TASK PROMPT:
Look through the entries below. Say how many lines include "long", with nothing added.

EXTRACTED MATERIAL:
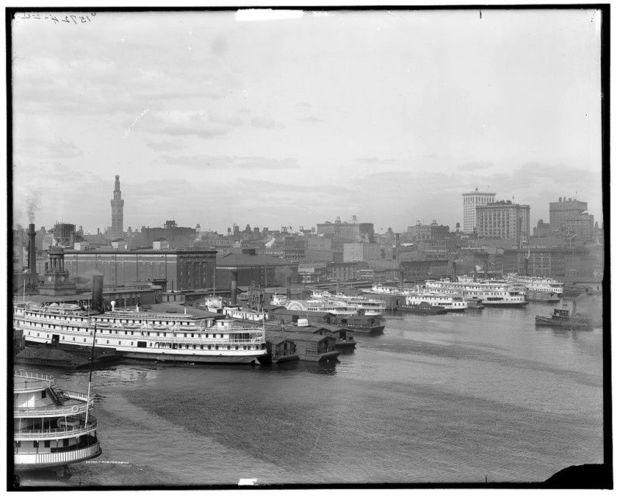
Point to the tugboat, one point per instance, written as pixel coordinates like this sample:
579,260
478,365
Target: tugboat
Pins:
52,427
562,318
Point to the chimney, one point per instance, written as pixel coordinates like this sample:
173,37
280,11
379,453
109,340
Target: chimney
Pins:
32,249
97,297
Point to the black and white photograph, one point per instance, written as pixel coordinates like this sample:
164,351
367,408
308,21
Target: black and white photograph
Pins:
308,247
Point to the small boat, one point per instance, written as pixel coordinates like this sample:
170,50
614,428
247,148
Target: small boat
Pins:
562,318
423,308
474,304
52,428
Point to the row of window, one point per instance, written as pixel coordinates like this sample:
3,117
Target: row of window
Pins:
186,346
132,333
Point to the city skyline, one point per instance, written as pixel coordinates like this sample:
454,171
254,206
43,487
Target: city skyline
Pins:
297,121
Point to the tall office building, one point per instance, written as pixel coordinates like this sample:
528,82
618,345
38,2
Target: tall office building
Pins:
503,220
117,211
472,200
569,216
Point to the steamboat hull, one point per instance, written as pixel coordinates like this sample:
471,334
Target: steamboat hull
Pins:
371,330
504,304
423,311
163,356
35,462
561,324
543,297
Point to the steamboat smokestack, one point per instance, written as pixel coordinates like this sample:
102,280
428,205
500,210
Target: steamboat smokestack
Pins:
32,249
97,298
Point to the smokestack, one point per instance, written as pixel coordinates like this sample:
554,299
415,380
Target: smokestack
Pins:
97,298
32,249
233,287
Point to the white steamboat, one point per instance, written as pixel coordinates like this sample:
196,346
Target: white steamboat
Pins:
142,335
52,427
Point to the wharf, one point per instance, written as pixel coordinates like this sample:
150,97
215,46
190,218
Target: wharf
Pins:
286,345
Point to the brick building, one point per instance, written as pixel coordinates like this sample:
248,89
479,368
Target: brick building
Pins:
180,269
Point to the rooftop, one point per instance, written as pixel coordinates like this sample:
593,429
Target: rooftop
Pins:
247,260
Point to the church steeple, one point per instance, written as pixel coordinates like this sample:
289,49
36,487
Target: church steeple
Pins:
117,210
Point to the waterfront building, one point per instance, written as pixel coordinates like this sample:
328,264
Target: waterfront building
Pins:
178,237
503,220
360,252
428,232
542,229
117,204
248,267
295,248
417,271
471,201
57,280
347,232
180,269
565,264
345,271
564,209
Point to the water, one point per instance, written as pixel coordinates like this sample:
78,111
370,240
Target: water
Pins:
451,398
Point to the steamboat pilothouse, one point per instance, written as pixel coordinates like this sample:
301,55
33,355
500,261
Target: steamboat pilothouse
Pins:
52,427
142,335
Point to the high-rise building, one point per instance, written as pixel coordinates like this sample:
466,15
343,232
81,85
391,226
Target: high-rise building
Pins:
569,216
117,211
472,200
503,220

==

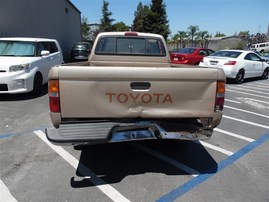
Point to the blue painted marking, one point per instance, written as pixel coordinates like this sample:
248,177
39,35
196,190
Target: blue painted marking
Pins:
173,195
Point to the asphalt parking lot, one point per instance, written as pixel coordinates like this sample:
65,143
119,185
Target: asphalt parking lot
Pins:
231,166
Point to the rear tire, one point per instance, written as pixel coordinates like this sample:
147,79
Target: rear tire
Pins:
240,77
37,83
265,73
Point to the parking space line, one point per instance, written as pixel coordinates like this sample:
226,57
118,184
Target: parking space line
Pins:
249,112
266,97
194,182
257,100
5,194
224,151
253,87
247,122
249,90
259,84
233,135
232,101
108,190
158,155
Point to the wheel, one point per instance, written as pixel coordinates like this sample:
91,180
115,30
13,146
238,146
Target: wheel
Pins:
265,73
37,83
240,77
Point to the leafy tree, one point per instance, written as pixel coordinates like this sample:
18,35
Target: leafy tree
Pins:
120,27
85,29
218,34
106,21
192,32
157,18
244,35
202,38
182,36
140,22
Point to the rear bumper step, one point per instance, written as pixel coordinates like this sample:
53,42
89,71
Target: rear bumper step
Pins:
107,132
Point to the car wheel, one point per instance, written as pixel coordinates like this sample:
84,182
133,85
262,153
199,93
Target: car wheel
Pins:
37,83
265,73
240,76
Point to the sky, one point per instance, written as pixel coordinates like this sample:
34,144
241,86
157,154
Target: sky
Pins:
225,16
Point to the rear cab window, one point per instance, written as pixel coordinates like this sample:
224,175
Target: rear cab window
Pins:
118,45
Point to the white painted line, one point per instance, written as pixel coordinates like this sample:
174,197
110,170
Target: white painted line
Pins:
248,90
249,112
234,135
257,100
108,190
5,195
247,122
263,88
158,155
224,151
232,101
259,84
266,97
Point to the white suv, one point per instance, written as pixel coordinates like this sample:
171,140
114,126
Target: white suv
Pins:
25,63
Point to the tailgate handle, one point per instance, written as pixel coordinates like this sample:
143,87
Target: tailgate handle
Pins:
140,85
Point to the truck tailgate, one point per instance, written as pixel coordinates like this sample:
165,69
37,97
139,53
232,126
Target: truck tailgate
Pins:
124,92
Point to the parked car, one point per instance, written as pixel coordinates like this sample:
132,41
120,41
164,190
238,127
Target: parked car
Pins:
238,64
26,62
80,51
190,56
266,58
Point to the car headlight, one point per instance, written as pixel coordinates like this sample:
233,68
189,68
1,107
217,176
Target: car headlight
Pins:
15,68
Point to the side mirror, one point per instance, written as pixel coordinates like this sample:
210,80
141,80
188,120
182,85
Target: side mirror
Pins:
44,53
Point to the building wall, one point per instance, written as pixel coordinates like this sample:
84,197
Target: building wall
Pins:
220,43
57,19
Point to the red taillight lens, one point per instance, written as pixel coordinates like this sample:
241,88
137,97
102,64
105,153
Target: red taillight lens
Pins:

==

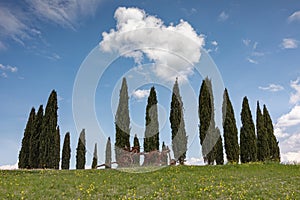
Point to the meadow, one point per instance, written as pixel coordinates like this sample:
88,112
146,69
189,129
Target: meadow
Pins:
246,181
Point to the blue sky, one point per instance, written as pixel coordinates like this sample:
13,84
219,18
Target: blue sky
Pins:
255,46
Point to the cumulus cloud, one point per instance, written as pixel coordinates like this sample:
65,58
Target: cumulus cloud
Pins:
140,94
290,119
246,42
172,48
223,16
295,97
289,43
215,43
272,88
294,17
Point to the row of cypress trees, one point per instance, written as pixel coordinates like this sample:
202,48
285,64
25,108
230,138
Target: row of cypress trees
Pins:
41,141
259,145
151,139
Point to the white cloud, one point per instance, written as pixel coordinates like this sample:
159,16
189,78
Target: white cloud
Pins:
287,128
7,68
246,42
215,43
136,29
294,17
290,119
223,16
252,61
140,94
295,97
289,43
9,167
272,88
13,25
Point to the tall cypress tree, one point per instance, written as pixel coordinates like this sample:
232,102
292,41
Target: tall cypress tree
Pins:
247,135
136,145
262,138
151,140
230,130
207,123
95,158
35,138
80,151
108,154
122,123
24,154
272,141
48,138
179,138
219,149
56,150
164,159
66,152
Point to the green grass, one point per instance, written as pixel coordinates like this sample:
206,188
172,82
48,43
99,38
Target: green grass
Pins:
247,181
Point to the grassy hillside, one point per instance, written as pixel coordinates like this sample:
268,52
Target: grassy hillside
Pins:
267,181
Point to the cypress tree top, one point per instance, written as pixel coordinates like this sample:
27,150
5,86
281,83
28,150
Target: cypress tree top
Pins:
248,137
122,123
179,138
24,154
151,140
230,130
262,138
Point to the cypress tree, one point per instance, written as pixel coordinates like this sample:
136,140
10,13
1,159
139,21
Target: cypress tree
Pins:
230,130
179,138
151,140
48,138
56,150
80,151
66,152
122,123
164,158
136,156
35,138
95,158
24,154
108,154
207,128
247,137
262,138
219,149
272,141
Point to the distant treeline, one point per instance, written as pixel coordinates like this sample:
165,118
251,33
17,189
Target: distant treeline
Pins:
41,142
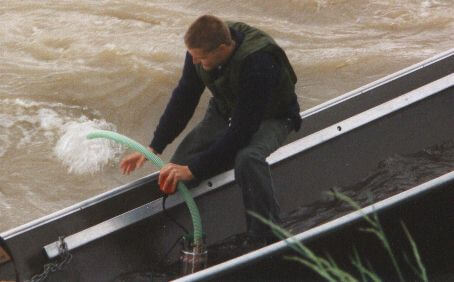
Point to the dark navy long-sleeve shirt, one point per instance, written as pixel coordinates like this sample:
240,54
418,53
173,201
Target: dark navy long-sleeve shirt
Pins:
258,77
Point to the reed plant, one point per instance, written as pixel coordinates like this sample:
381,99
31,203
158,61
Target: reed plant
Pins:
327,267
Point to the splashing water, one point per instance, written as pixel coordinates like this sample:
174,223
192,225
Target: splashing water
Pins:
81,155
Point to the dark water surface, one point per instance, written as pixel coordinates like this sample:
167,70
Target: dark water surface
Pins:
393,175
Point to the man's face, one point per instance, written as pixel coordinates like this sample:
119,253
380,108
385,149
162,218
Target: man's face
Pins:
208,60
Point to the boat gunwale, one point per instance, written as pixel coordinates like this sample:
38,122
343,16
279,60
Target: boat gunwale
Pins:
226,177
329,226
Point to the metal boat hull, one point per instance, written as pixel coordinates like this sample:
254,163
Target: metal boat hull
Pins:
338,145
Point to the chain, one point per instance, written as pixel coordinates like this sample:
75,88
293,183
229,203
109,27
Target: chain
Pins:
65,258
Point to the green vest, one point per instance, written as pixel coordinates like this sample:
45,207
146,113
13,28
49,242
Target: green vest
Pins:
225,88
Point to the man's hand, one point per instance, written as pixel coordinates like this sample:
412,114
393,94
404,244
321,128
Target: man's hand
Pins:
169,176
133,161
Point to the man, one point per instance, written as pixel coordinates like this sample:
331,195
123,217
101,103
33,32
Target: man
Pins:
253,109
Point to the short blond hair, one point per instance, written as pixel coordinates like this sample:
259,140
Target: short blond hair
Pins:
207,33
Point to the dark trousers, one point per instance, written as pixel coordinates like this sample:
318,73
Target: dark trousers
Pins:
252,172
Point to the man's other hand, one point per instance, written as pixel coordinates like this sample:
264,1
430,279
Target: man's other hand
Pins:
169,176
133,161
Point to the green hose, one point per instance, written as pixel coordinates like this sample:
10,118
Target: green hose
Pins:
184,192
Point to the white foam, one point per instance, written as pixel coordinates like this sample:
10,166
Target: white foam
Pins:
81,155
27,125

TASK RESPONSE:
2